REQUIREMENT —
Copy word for word everything in the records below, from the line containing "Where can the rider's arm" down to the end of the records.

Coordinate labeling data
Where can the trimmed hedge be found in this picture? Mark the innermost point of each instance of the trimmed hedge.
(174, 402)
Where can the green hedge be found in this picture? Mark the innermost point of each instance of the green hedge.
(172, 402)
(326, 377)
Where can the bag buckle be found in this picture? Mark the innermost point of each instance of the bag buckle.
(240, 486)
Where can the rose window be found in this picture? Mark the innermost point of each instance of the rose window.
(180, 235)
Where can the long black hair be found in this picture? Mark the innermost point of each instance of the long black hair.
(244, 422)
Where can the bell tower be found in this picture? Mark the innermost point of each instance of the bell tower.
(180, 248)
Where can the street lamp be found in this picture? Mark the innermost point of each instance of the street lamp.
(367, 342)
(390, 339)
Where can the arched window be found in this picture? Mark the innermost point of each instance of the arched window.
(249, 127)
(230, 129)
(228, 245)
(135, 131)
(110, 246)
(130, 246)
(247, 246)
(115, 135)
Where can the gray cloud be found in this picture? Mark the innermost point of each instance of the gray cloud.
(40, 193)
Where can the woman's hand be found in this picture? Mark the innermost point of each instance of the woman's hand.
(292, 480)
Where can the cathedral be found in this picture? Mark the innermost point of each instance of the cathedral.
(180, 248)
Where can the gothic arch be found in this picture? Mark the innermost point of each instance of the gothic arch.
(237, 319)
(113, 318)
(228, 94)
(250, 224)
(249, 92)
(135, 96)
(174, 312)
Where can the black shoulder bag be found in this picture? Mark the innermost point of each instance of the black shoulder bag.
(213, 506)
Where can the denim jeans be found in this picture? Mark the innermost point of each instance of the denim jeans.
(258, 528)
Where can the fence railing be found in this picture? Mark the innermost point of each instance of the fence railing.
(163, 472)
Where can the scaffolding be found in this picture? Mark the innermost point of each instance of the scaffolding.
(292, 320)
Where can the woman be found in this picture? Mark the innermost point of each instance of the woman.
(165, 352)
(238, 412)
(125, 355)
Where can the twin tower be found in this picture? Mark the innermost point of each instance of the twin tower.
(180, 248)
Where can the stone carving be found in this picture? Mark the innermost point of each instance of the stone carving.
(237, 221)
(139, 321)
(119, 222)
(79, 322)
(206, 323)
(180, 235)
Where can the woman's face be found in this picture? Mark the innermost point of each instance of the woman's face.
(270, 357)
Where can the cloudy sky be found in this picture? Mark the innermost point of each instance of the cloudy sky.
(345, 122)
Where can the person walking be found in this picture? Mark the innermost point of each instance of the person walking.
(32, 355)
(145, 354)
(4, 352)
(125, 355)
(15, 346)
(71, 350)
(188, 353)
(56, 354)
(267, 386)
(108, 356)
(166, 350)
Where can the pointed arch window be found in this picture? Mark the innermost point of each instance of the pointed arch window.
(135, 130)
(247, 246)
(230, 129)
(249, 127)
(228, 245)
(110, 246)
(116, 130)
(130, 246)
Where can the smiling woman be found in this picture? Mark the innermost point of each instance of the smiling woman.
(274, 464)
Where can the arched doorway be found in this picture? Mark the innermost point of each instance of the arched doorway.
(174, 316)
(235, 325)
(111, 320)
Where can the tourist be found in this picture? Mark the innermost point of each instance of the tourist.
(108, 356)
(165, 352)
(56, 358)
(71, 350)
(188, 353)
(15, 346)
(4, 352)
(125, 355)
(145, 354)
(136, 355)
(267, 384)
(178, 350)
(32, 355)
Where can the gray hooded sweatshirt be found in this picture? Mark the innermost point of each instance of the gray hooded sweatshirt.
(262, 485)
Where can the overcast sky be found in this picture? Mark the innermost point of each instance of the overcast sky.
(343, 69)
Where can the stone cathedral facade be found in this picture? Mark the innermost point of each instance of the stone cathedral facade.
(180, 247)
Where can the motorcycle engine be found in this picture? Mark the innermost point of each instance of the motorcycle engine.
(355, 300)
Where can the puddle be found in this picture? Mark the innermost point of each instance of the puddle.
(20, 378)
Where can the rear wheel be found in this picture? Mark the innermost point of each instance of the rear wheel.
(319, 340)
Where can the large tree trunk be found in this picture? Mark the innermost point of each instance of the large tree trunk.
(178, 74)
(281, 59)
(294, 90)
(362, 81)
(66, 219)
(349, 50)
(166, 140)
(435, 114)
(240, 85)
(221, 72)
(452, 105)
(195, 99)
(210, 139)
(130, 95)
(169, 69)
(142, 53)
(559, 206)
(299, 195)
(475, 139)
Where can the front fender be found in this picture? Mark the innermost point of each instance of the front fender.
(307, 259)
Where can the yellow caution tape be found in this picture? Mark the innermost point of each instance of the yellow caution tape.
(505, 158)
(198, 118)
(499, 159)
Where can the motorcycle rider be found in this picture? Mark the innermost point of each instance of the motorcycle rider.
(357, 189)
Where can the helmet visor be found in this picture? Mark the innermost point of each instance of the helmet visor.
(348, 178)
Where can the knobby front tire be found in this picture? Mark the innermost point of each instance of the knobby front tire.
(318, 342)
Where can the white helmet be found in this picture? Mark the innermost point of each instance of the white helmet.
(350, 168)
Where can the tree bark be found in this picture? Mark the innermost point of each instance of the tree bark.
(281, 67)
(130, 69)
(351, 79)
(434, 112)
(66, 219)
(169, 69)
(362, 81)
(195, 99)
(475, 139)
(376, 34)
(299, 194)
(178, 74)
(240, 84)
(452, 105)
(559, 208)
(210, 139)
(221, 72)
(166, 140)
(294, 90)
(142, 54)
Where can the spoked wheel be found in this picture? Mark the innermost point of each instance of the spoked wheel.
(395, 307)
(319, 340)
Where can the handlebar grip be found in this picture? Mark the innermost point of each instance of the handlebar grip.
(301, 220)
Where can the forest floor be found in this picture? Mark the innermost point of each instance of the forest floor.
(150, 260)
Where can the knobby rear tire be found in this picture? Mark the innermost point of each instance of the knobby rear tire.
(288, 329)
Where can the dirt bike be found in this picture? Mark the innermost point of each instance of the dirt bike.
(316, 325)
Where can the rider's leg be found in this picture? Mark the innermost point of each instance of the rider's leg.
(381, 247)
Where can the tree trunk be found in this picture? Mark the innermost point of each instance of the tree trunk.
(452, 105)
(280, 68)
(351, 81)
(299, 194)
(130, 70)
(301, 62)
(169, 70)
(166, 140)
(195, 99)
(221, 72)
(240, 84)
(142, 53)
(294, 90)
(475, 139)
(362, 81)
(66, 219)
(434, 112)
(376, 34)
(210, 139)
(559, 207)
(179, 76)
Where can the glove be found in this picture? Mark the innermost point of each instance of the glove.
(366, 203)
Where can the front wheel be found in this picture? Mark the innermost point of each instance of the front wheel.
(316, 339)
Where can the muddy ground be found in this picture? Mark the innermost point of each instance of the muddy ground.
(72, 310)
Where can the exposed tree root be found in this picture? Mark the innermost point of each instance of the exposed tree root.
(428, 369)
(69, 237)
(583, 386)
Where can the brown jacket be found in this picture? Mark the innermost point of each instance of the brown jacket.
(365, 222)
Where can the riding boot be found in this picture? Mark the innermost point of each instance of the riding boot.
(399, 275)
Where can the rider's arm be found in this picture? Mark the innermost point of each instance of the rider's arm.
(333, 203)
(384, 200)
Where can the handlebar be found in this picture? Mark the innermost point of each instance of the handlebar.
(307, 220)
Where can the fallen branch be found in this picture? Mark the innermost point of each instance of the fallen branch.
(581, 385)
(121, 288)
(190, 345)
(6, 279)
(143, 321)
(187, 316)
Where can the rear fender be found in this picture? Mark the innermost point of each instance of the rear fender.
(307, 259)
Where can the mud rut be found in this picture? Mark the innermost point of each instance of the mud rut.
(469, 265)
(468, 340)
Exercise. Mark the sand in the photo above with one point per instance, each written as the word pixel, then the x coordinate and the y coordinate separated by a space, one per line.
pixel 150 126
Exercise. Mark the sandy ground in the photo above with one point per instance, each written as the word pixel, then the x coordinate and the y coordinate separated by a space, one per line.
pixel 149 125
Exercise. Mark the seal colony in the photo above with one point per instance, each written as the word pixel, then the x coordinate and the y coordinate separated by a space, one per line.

RESPONSE TO THE TASK —
Where can the rider's arm be found in this picture? Mark the innermost point of each instance of the rider's arm.
(333, 203)
(384, 200)
Where can the handlebar be found in this picture? Mark the innermost point of each instance of the handlebar.
(307, 220)
Where can the fallen branch be found in this picture? Mark the innermost point of each instance of the fallen branch.
(581, 385)
(121, 288)
(190, 345)
(6, 279)
(143, 321)
(187, 316)
Where can the rear fender be found in this picture? Mark the innermost point of each instance of the rear fender.
(307, 259)
Where can the mud rut be found in this picture? Mark the innermost point of each instance of the mud rut.
(469, 265)
(468, 340)
Exercise. Mark the sand in the photo above with one point per instance, each written as the word pixel, then the x coordinate and the y coordinate separated by a space, one per line.
pixel 150 126
Exercise. Mark the sandy ground in the photo above with one point per instance, each written as the word pixel, then the x coordinate and the y coordinate separated by a space, one per line.
pixel 149 125
Exercise. Mark the seal colony in the photo above with one point per instance, each written as the word pixel, then the x coordinate and the y coordinate separated by a space, one per line.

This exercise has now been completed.